Count how many lines of the listing below contain the string "background", with case significant, and reply with that number alone.
--- START ---
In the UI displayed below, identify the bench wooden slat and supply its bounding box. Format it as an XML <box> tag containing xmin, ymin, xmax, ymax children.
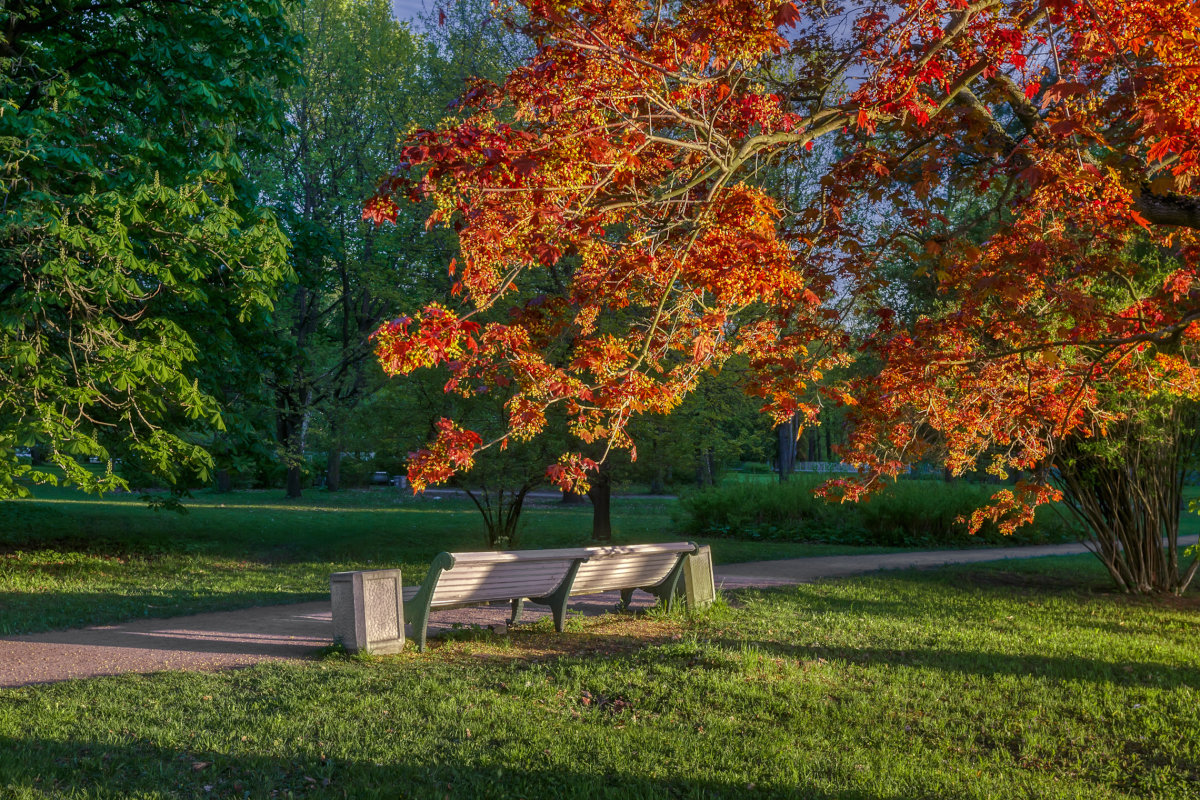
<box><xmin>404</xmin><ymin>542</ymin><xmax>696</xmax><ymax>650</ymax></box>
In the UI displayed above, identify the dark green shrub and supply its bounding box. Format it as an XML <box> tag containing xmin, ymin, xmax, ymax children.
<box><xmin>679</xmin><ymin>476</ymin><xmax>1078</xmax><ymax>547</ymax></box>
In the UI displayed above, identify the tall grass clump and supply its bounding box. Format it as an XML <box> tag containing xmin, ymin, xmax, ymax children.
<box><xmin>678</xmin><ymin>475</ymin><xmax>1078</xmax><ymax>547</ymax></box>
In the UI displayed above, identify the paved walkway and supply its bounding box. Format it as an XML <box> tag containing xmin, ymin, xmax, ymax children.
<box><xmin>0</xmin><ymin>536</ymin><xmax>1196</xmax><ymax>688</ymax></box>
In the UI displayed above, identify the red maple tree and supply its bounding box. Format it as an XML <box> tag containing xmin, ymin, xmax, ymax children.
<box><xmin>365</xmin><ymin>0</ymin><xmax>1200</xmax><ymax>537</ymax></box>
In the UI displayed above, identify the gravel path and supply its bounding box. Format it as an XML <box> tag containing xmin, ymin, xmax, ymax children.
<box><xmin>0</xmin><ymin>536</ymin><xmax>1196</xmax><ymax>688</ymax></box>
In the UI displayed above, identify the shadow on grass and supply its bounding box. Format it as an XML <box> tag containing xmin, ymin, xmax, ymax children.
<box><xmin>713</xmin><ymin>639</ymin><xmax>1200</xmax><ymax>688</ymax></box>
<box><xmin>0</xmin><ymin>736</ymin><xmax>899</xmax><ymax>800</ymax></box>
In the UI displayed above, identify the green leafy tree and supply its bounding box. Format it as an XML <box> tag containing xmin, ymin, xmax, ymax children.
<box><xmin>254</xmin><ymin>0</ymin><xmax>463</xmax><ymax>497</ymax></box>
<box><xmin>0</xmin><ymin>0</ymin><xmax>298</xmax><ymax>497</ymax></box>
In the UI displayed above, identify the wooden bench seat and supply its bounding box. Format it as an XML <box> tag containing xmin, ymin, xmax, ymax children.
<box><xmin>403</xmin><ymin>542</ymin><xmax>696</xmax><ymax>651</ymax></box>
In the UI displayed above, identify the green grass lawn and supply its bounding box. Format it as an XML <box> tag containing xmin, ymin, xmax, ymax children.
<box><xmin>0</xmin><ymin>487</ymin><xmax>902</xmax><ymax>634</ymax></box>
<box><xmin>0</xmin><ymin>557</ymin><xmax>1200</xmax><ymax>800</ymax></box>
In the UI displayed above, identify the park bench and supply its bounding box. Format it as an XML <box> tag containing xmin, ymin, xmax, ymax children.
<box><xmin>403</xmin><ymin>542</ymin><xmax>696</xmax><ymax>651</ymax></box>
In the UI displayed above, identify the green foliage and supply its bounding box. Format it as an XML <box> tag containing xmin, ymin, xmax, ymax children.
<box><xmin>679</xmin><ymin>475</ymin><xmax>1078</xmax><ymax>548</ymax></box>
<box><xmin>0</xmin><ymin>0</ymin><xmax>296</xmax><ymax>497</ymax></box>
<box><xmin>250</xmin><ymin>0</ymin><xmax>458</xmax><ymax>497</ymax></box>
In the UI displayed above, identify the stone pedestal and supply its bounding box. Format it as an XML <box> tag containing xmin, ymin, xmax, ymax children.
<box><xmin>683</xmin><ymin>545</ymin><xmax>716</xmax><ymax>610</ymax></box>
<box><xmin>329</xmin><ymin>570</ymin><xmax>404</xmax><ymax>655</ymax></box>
--- END ---
--- START ---
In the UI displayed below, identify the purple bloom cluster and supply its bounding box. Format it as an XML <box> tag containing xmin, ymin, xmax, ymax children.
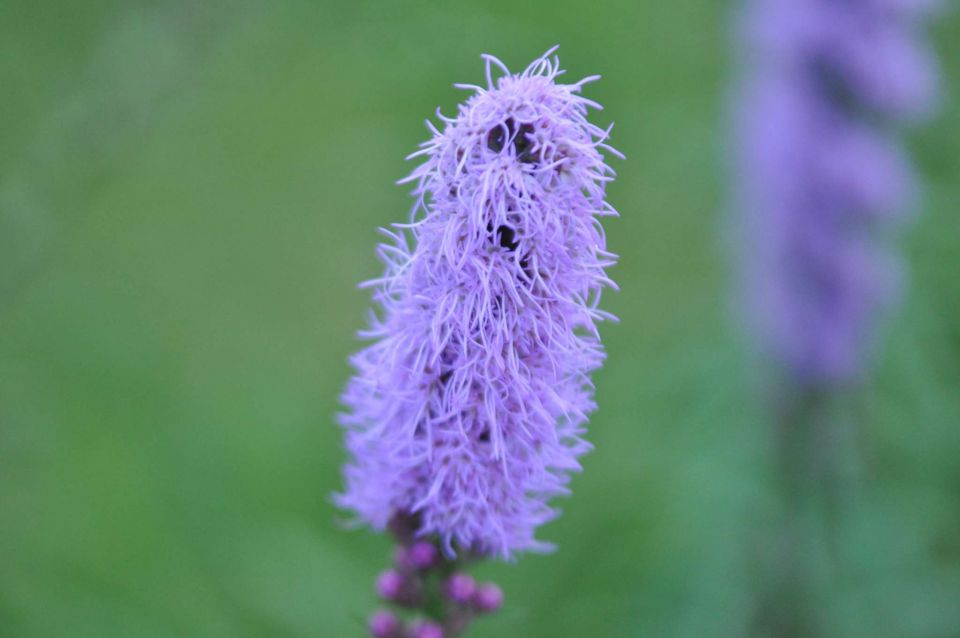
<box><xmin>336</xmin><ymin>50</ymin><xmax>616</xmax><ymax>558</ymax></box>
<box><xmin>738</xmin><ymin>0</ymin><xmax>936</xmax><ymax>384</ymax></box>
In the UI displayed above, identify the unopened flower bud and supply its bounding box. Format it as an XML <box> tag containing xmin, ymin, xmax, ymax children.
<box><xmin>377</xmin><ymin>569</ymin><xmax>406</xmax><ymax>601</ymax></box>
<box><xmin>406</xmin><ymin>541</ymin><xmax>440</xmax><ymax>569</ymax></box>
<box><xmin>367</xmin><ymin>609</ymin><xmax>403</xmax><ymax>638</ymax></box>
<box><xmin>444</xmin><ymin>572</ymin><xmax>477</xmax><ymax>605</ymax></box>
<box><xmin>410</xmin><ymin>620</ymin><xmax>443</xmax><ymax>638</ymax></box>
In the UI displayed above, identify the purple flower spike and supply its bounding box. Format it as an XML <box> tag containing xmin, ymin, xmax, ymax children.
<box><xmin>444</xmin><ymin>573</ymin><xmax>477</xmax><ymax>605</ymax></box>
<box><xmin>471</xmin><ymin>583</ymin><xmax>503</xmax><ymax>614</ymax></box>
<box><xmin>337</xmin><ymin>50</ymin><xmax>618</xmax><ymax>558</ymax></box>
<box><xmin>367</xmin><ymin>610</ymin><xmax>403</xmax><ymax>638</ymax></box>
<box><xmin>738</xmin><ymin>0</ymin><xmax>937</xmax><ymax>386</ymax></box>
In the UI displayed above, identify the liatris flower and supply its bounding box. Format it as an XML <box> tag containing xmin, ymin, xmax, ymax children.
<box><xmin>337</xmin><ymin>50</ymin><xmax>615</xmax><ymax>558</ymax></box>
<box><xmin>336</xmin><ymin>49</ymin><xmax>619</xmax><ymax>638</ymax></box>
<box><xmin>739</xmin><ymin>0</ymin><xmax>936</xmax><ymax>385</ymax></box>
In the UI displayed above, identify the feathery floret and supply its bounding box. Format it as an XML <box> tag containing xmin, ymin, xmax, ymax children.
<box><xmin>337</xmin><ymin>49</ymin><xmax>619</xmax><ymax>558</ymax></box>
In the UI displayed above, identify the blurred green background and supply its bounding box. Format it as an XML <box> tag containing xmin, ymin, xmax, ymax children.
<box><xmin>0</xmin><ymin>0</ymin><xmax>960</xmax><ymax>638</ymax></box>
--- END ---
--- START ---
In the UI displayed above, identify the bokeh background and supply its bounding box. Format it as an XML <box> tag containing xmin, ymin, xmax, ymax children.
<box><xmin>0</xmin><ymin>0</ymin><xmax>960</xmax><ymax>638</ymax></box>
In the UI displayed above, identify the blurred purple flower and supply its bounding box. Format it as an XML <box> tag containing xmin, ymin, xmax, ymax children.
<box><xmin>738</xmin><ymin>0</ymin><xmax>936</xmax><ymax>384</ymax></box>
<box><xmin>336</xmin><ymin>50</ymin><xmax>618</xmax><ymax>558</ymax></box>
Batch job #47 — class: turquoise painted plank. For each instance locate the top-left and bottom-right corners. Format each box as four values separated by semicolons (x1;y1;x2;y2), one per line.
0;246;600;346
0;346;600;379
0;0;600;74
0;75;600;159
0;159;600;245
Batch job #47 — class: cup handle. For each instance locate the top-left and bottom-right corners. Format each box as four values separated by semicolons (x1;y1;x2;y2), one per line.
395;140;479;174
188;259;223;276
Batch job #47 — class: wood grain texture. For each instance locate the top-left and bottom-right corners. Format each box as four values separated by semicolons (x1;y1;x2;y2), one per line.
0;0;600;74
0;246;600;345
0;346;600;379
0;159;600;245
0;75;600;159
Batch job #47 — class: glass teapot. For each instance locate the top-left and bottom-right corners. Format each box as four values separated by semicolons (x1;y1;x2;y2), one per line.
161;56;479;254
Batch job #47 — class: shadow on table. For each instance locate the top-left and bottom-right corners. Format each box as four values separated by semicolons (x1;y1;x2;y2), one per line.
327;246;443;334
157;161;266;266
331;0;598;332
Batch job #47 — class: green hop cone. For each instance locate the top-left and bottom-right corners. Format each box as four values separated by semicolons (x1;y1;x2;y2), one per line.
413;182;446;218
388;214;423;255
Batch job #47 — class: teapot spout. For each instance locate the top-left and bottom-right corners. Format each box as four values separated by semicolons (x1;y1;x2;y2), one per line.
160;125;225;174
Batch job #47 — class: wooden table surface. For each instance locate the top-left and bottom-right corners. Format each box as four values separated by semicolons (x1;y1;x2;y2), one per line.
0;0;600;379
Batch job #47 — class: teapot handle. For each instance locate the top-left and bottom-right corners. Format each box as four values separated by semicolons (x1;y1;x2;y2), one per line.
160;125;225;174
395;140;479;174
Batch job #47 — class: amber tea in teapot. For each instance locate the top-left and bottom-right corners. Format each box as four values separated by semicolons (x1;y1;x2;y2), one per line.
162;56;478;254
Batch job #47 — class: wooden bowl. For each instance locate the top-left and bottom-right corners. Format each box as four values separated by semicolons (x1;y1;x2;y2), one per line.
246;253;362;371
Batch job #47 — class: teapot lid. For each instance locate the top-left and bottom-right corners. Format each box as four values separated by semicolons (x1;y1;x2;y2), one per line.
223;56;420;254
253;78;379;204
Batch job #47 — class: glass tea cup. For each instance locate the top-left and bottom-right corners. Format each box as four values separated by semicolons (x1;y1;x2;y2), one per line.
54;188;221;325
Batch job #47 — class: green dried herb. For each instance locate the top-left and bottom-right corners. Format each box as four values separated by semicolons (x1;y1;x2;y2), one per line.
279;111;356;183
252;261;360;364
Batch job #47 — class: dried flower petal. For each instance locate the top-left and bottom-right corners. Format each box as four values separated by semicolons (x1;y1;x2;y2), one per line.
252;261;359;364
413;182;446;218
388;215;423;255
--- END ---
- SOLUTION TO THE PROBLEM
2